[DIRECTIONS FOR THIS TASK]: Extract the data exactly, missing nothing.

==== WORKING DATA ====

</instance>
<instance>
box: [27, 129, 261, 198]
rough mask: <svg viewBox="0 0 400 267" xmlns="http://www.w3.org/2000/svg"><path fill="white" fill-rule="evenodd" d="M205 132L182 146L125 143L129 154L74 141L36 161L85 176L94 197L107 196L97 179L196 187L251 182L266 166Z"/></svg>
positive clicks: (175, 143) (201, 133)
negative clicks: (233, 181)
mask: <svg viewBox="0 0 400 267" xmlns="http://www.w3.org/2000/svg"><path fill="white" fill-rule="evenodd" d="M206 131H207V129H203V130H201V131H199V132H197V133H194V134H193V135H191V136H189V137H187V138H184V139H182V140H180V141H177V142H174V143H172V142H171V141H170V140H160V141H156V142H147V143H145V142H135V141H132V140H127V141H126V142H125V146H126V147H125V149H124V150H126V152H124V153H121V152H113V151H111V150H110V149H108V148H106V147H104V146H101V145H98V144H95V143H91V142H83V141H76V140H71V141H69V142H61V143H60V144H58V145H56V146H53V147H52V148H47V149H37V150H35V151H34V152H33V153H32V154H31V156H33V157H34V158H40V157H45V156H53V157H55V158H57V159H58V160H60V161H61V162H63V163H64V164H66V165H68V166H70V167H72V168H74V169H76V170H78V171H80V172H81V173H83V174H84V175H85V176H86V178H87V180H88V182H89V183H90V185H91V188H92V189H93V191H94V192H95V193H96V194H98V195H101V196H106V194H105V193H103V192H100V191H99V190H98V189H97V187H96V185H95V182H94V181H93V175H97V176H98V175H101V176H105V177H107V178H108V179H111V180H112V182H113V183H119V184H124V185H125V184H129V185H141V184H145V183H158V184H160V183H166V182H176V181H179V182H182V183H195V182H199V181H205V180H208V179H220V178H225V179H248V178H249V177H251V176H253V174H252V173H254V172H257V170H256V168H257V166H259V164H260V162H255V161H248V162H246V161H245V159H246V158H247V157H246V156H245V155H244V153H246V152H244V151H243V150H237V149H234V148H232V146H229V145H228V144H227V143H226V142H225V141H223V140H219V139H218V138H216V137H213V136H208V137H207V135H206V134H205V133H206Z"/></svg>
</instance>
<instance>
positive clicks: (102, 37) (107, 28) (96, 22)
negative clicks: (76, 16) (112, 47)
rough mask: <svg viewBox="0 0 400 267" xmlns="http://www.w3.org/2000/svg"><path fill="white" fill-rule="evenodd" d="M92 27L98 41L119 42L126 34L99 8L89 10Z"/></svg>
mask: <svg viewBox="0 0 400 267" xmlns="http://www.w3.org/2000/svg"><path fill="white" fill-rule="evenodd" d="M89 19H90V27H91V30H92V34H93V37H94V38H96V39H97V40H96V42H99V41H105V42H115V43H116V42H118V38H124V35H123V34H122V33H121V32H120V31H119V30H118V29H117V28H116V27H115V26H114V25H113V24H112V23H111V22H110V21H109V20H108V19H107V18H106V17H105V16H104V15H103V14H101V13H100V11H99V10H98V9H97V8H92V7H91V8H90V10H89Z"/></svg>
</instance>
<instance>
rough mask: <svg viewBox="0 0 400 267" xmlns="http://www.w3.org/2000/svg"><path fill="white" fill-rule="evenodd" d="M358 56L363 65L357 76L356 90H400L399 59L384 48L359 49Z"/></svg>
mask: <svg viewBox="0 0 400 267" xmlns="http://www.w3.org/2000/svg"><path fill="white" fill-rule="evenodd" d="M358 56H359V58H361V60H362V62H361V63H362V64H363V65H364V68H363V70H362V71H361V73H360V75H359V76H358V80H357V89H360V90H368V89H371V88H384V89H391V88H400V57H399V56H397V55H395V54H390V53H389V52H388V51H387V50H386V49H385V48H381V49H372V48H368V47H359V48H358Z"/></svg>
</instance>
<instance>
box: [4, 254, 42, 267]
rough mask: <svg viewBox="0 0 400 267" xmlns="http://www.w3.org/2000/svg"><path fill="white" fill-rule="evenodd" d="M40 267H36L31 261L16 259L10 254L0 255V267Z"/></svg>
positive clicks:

====

[FINISHED TASK]:
</instance>
<instance>
box: [27, 129, 261, 198]
rough mask: <svg viewBox="0 0 400 267" xmlns="http://www.w3.org/2000/svg"><path fill="white" fill-rule="evenodd" d="M205 132L182 146L125 143L129 154L74 141L36 161L85 176L94 197L107 196L97 179L196 187L251 182L266 166Z"/></svg>
positive clicks: (175, 143) (201, 133)
negative clicks: (233, 181)
mask: <svg viewBox="0 0 400 267" xmlns="http://www.w3.org/2000/svg"><path fill="white" fill-rule="evenodd" d="M206 131H207V129H203V130H201V131H199V132H197V133H194V134H193V135H191V136H189V137H187V138H184V139H182V140H180V141H177V142H174V143H172V142H171V141H170V140H160V141H156V142H147V143H145V142H135V141H132V140H127V141H126V142H125V146H126V147H125V149H124V150H126V152H124V153H121V152H113V151H111V150H110V149H108V148H106V147H104V146H101V145H98V144H95V143H91V142H83V141H76V140H71V141H69V142H61V143H60V144H58V145H56V146H53V147H52V148H47V149H37V150H35V151H34V152H33V153H32V154H31V156H33V157H34V158H40V157H45V156H53V157H55V158H57V159H58V160H60V161H61V162H63V163H64V164H66V165H68V166H70V167H72V168H74V169H76V170H78V171H80V172H81V173H83V174H84V175H85V176H86V178H87V180H88V182H89V183H90V185H91V188H92V189H93V191H94V192H95V193H96V194H98V195H101V196H106V194H105V193H103V192H100V191H99V190H98V189H97V187H96V185H95V182H94V181H93V175H97V176H98V175H101V176H105V177H107V178H108V179H111V180H112V182H113V183H119V184H124V185H125V184H129V185H141V184H145V183H158V184H160V183H166V182H176V181H179V182H182V183H195V182H199V181H205V180H208V179H220V178H225V179H248V178H249V177H251V176H253V174H252V173H254V172H257V170H256V168H257V166H259V164H260V162H255V161H248V162H246V161H245V159H246V158H247V157H246V156H245V155H244V153H246V152H244V151H243V150H237V149H234V148H232V146H229V145H228V144H227V143H226V142H225V141H223V140H219V139H218V138H216V137H213V136H208V137H207V135H206V134H205V133H206Z"/></svg>
</instance>
<instance>
positive clicks: (102, 37) (107, 28) (96, 22)
negative clicks: (76, 16) (112, 47)
rough mask: <svg viewBox="0 0 400 267" xmlns="http://www.w3.org/2000/svg"><path fill="white" fill-rule="evenodd" d="M92 27L98 41L119 42L126 34L99 8L89 10Z"/></svg>
mask: <svg viewBox="0 0 400 267" xmlns="http://www.w3.org/2000/svg"><path fill="white" fill-rule="evenodd" d="M89 19H90V27H91V30H92V34H93V37H94V38H96V39H97V40H96V42H99V41H105V42H115V43H116V42H118V38H124V35H123V34H122V33H121V32H120V31H119V30H118V29H117V28H116V27H115V26H114V25H113V24H112V23H111V22H110V21H109V20H108V19H107V18H106V17H105V16H104V15H103V14H101V13H100V11H99V10H98V9H97V8H92V7H91V8H90V10H89Z"/></svg>
</instance>
<instance>
rough mask: <svg viewBox="0 0 400 267" xmlns="http://www.w3.org/2000/svg"><path fill="white" fill-rule="evenodd" d="M358 56L363 65L357 76L356 90H400L399 59L384 48L359 49Z"/></svg>
mask: <svg viewBox="0 0 400 267" xmlns="http://www.w3.org/2000/svg"><path fill="white" fill-rule="evenodd" d="M358 56H359V58H361V60H362V62H361V63H362V64H363V65H364V68H363V70H362V71H361V73H360V75H359V76H358V80H357V89H360V90H368V89H371V88H384V89H391V88H400V57H399V56H397V55H395V54H390V53H389V52H388V51H387V50H386V49H385V48H381V49H372V48H368V47H359V48H358Z"/></svg>
</instance>
<instance>
box: [4, 254, 42, 267]
rough mask: <svg viewBox="0 0 400 267" xmlns="http://www.w3.org/2000/svg"><path fill="white" fill-rule="evenodd" d="M40 267H36L31 261L16 259L10 254L0 255V267Z"/></svg>
positive clicks:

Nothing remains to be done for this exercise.